▶ SHORT TASK: Copy out each of the entries below word for word, omitting the pictures.

▶ SUPPLIED RECORDS:
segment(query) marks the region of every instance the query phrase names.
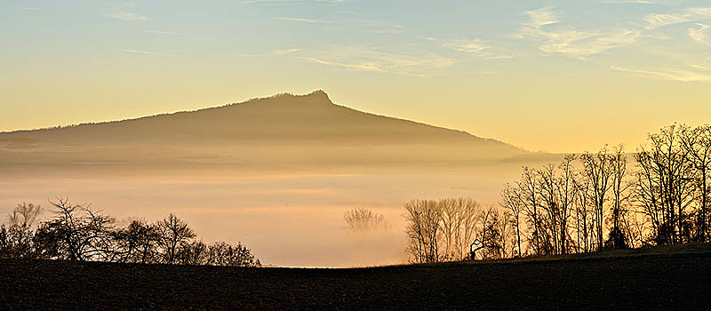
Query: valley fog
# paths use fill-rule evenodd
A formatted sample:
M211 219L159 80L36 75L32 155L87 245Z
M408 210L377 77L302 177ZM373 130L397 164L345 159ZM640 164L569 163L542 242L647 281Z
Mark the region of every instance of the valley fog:
M44 207L68 197L91 203L119 222L156 221L172 212L204 242L241 242L265 265L365 267L403 263L403 203L412 199L472 197L496 203L520 162L425 167L329 170L75 165L4 167L0 212L20 202ZM359 235L343 213L364 207L383 214L389 230Z

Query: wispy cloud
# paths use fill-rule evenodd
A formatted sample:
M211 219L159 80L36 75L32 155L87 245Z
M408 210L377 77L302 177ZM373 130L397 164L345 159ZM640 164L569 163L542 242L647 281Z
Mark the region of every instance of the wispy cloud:
M660 78L679 82L711 82L711 70L703 66L689 68L666 68L659 69L637 69L614 65L612 70L622 71L634 76ZM694 69L692 69L694 68Z
M151 34L158 34L158 35L172 35L172 36L179 36L179 35L185 35L185 33L180 31L171 31L171 30L146 30L148 33Z
M104 14L104 16L109 17L109 18L112 18L112 19L121 20L143 21L143 20L150 20L149 18L148 18L146 16L139 15L139 14L136 14L136 13L132 13L130 12L116 12L116 13L106 13L106 14Z
M526 11L524 13L528 15L530 20L526 25L536 29L540 29L544 26L555 24L560 21L558 20L558 15L553 12L552 6L547 6L538 10Z
M673 14L648 14L644 16L647 22L646 28L653 29L659 27L669 26L678 23L711 20L711 7L694 7L684 9L682 12Z
M432 70L451 66L454 60L432 52L412 54L381 52L376 49L334 46L325 50L305 52L308 57L295 57L311 62L353 71L393 73L425 76Z
M348 69L353 69L357 71L377 71L377 72L385 72L386 70L378 66L378 64L374 63L361 63L361 64L346 64L335 61L329 61L325 60L315 59L312 57L297 57L298 59L306 60L309 61L313 61L316 63L323 64L323 65L329 65L329 66L336 66L340 68L345 68Z
M699 28L687 29L689 36L699 44L706 43L706 30L708 29L708 25L697 23L696 26Z
M50 10L48 10L48 9L44 9L44 8L36 8L36 7L25 7L25 8L20 8L20 10L22 10L22 11L34 11L34 12L48 12L48 11L50 11Z
M330 20L313 20L313 19L302 19L298 17L276 17L276 20L287 20L287 21L300 21L306 23L321 23L321 24L330 24L333 23L333 21Z
M247 0L243 1L242 4L271 4L271 5L277 5L277 4L293 4L299 2L311 2L311 3L322 3L328 5L338 5L342 4L345 3L351 2L353 0Z
M667 4L668 0L600 0L601 4Z
M144 54L144 55L170 56L170 54L157 52L148 52L148 51L124 50L124 52L131 52L131 53Z
M560 54L566 57L587 60L590 56L607 50L632 44L640 36L634 29L548 29L547 25L557 24L560 20L552 12L552 7L527 11L530 21L515 36L528 38L539 44L539 49L548 54Z
M429 40L429 38L427 38ZM432 38L432 40L435 40ZM511 55L501 49L494 48L481 39L453 40L445 42L443 47L461 52L463 53L476 55L487 60L510 59Z
M281 55L289 55L295 53L302 49L286 49L286 50L272 50L267 52L262 53L256 53L256 54L239 54L240 56L244 57L268 57L268 56L281 56Z

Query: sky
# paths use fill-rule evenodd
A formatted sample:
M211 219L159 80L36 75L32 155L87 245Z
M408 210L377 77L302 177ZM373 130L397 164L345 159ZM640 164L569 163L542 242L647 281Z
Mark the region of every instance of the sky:
M323 89L529 150L711 116L711 3L0 2L0 131Z

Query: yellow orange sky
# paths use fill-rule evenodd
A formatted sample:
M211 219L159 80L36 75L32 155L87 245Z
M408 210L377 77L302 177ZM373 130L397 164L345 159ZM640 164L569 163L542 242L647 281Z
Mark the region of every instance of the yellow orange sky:
M6 1L0 131L325 90L529 150L711 116L703 1Z

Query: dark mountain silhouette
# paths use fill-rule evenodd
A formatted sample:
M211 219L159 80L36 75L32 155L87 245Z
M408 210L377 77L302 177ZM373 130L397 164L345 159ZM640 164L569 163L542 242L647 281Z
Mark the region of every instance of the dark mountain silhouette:
M52 163L451 163L526 154L466 132L335 105L323 91L137 119L2 132L0 152L6 161L21 163L43 157ZM13 156L18 154L23 156Z

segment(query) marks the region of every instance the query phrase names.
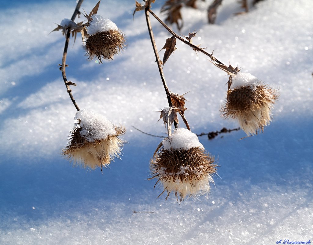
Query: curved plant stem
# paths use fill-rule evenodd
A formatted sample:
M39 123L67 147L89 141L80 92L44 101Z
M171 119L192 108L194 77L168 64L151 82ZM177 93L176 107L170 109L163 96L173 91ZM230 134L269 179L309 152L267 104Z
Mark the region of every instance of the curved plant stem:
M189 45L193 49L194 49L194 50L196 50L197 51L198 51L199 52L201 52L201 53L204 54L206 55L207 55L208 56L211 58L212 62L213 62L213 64L215 63L216 63L220 64L220 65L225 66L226 67L226 66L213 56L212 55L213 54L209 54L208 52L205 51L203 49L199 48L198 46L196 46L194 44L193 44L192 43L191 43L188 41L185 40L182 38L178 36L177 34L171 30L170 28L167 26L167 25L164 22L163 22L157 16L156 14L153 13L153 11L152 11L152 10L151 10L150 8L148 9L147 10L151 13L151 14L152 15L153 17L155 18L157 20L160 22L161 24L164 27L164 28L165 28L169 32L171 33L177 39L179 39L183 43L184 43L187 45Z
M79 9L80 8L80 6L81 5L82 3L83 3L83 1L84 0L79 0L78 3L77 3L77 5L76 5L76 8L75 8L75 11L74 11L74 13L73 13L73 15L72 16L72 18L71 19L72 21L74 21L75 19L75 18L76 18L76 16L78 14L78 13L79 13ZM66 87L67 92L69 93L69 98L70 98L72 102L76 108L76 109L78 111L79 111L80 110L79 107L78 107L78 106L76 104L75 100L74 99L74 97L73 97L73 95L72 94L72 89L69 88L70 85L76 85L76 84L75 84L74 83L73 83L70 81L67 81L67 79L66 78L66 75L65 72L65 67L66 66L65 61L66 60L66 56L67 54L67 49L69 46L68 40L69 40L69 37L70 35L70 30L68 29L66 32L66 38L65 39L65 45L64 45L64 50L63 52L63 56L62 57L62 64L61 66L61 71L62 72L62 76L63 77L63 80L64 81L64 83L65 84L65 86Z
M173 104L172 104L172 101L171 99L170 91L168 90L168 88L167 88L167 85L166 82L165 81L165 78L164 77L164 74L163 73L163 71L162 71L160 57L159 56L159 54L157 52L157 50L156 49L156 45L155 41L154 40L154 37L153 36L153 32L152 31L152 28L151 27L151 23L150 21L150 17L149 15L149 12L150 11L150 9L148 7L146 8L145 9L146 19L147 21L148 30L149 31L149 35L150 35L150 39L151 40L151 43L152 44L152 47L153 49L153 51L154 52L154 55L156 59L156 62L157 63L160 75L161 76L161 79L162 79L162 82L163 83L163 86L164 86L164 89L165 90L165 93L166 93L166 97L167 98L167 101L168 102L168 105L170 107L173 107ZM177 123L175 121L174 121L174 124L175 128L177 128L178 127ZM168 127L169 126L169 125L167 125Z

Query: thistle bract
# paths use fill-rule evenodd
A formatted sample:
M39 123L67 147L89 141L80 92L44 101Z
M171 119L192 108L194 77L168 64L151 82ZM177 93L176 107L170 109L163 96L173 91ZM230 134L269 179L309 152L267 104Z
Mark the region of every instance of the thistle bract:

▶ COMPLETED EXERCISE:
segment(query) marks the region of every instance the query phrase names.
Query: valley fog
# paths use fill-rule evenodd
A formatted sample:
M211 219L159 80L36 75L32 155L87 245Z
M408 210L377 77L302 177ZM373 130L397 164L345 159ZM640 164L569 163L542 242L647 281Z
Mark the region of every instance of the valley fog:
M44 207L68 197L91 203L119 222L156 221L172 212L204 242L241 242L265 265L365 267L403 263L403 203L412 199L472 197L496 203L520 162L425 167L329 170L75 165L4 167L0 212L20 202ZM359 235L343 213L364 207L383 214L389 230Z

Query: wispy cloud
# paths use fill-rule evenodd
A formatted sample:
M211 219L159 80L36 75L32 155L87 245Z
M408 210L377 77L302 177ZM373 130L397 164L345 159ZM640 164L569 163L542 242L647 281Z
Mark the region of every instance of the wispy cloud:
M660 78L679 82L711 82L711 70L703 66L689 68L666 68L659 69L637 69L614 65L612 70L622 71L634 76ZM694 69L692 69L694 68Z
M151 34L158 34L158 35L172 35L172 36L179 36L179 35L185 35L185 33L180 31L171 31L171 30L146 30L148 33Z
M104 14L104 16L109 17L109 18L112 18L112 19L121 20L143 21L143 20L150 20L149 18L148 18L146 16L139 15L139 14L136 14L136 13L132 13L130 12L116 12L116 13L106 13L106 14Z
M526 11L524 13L528 15L530 20L526 25L536 29L540 29L544 26L555 24L560 21L558 20L558 15L553 12L552 6L547 6L538 10Z
M673 14L648 14L644 16L647 22L646 28L653 29L659 27L669 26L678 23L711 20L711 7L694 7L684 9L682 12Z
M432 70L451 66L454 60L432 52L412 54L381 52L376 49L334 46L325 50L305 52L308 57L295 57L311 62L353 71L393 73L425 76Z
M348 69L353 69L357 71L377 71L377 72L385 72L386 70L378 66L378 64L374 63L361 63L361 64L346 64L335 61L329 61L325 60L315 59L312 57L297 57L298 59L306 60L309 61L313 61L316 63L323 64L323 65L329 65L329 66L336 66L340 68L345 68Z
M699 28L687 29L689 36L699 44L706 43L706 30L708 29L708 25L697 23L696 26Z
M50 10L48 10L48 9L44 9L44 8L36 8L36 7L25 7L25 8L20 8L20 10L22 10L22 11L34 11L34 12L48 12L48 11L50 11Z
M330 20L313 20L313 19L302 19L298 17L276 17L276 20L287 20L287 21L300 21L306 23L321 23L321 24L330 24L333 23L333 21Z
M247 0L243 1L242 4L271 4L271 5L277 5L277 4L293 4L299 2L311 2L311 3L322 3L328 5L338 5L342 4L345 3L351 2L353 0Z
M667 4L668 0L600 0L601 4Z
M144 54L144 55L170 56L170 54L157 52L148 52L148 51L124 50L124 52L131 52L131 53Z
M560 54L566 57L587 60L590 56L607 50L632 44L640 36L634 29L548 29L547 25L557 24L560 20L552 12L552 7L527 11L530 21L515 36L528 38L539 44L539 49L548 54Z
M429 40L429 38L427 38ZM432 38L432 40L435 40ZM511 55L501 49L494 48L481 39L453 40L445 42L443 47L461 52L463 53L476 55L487 60L510 59Z
M281 55L289 55L295 53L302 49L286 49L286 50L272 50L267 52L262 53L256 53L256 54L239 54L240 56L244 57L268 57L268 56L281 56Z

Query: sky
# paths use fill-rule evenodd
A formatted sample:
M211 219L159 80L36 75L32 155L87 245Z
M408 210L377 77L302 177ZM373 130L397 164L345 159ZM640 164L569 163L542 242L647 281Z
Mark the region of every instance of the sky:
M323 89L529 150L711 116L711 3L0 2L0 131Z

Query: yellow orange sky
# paths use fill-rule evenodd
A formatted sample:
M211 219L159 80L36 75L32 155L87 245Z
M408 210L377 77L302 177ZM373 130L397 164L345 159ZM640 164L569 163L542 242L647 281Z
Mark the region of every instance of the yellow orange sky:
M6 1L0 131L325 90L529 150L711 116L703 1Z

Query: dark mountain silhouette
# paths use fill-rule evenodd
A formatted sample:
M211 219L159 80L36 75L32 155L87 245Z
M408 210L377 77L302 177ZM373 130L397 164L345 159ZM640 164L569 163L542 242L647 281Z
Mark the region of every instance of the dark mountain silhouette:
M52 163L451 163L526 154L466 132L335 105L323 91L137 119L2 132L0 152L6 161L21 163L43 157ZM13 156L18 154L23 156Z

segment(query) marks the region of every instance the query phrase names.
Query: curved plant stem
# paths use fill-rule evenodd
A formatted sample:
M39 123L67 147L89 141L80 92L44 101Z
M171 119L192 108L194 77L168 64L151 82ZM177 93L176 107L170 109L163 96L173 91ZM230 134L269 179L309 152L267 104Z
Mark the region of every instance of the curved plant stem:
M189 45L193 49L194 49L194 50L196 50L197 51L198 51L199 52L201 52L201 53L204 54L206 55L207 55L208 56L211 58L212 62L213 62L213 64L215 63L216 63L220 64L220 65L225 66L226 67L226 66L213 56L212 55L213 54L209 54L208 52L205 51L203 49L199 48L198 46L196 46L194 44L193 44L192 43L191 43L188 41L185 40L182 38L178 36L177 34L171 30L170 28L167 26L167 25L164 22L163 22L157 16L156 14L153 13L153 11L152 11L152 10L151 10L150 8L148 9L147 10L151 13L151 14L152 15L153 17L155 18L157 20L160 22L161 24L164 27L164 28L165 28L169 32L171 33L177 39L179 39L183 43L184 43L187 45Z
M79 9L80 8L80 6L81 5L82 3L83 3L83 1L84 0L79 0L78 3L77 3L77 5L76 5L76 8L75 8L75 11L74 11L74 13L73 13L73 15L72 16L72 18L71 19L72 21L74 21L75 19L75 18L76 18L76 16L78 14L78 13L79 13ZM66 87L67 92L69 93L69 98L70 98L72 102L76 108L76 109L78 111L79 111L80 110L79 107L78 107L78 106L76 104L75 100L74 99L74 97L73 97L73 95L72 94L72 89L69 88L70 85L76 85L76 84L75 84L74 83L73 83L70 81L67 81L67 79L66 78L66 75L65 72L65 67L66 66L65 61L66 60L66 56L67 54L67 49L69 46L68 40L69 40L69 37L70 35L70 30L68 29L66 32L66 38L65 39L65 45L64 45L64 50L63 52L63 56L62 57L62 64L61 66L61 71L62 72L62 76L63 77L63 80L64 81L64 83L65 84L65 86Z
M173 104L172 104L172 101L171 99L170 91L168 90L168 88L167 88L167 85L166 82L165 81L165 78L164 77L164 74L163 73L163 71L162 71L160 57L159 56L159 54L157 52L157 50L156 49L156 45L155 41L154 40L154 37L153 36L153 32L152 31L152 28L151 27L151 23L150 21L150 17L149 15L149 12L150 11L150 9L148 7L146 8L145 9L146 19L147 21L148 30L149 31L149 35L150 35L150 39L151 40L151 43L152 44L152 47L153 49L153 51L154 52L154 55L156 59L156 62L157 63L160 75L161 76L161 79L162 79L162 82L163 83L163 86L164 86L164 89L165 90L165 93L166 93L166 97L167 98L167 101L168 102L168 105L170 107L173 107ZM177 123L175 121L174 121L174 124L175 128L177 128L178 127ZM168 127L169 126L169 125L167 125Z

Query: thistle bract
# paths use fill-rule evenodd
A formatted sample:
M39 123L67 147L89 141L80 92L44 101Z
M171 119L192 108L194 77L168 64L151 82ZM177 93L176 107L170 109L163 96L173 91ZM230 134L269 179L309 152L267 104Z
Mark the region of every instance of the thistle bract:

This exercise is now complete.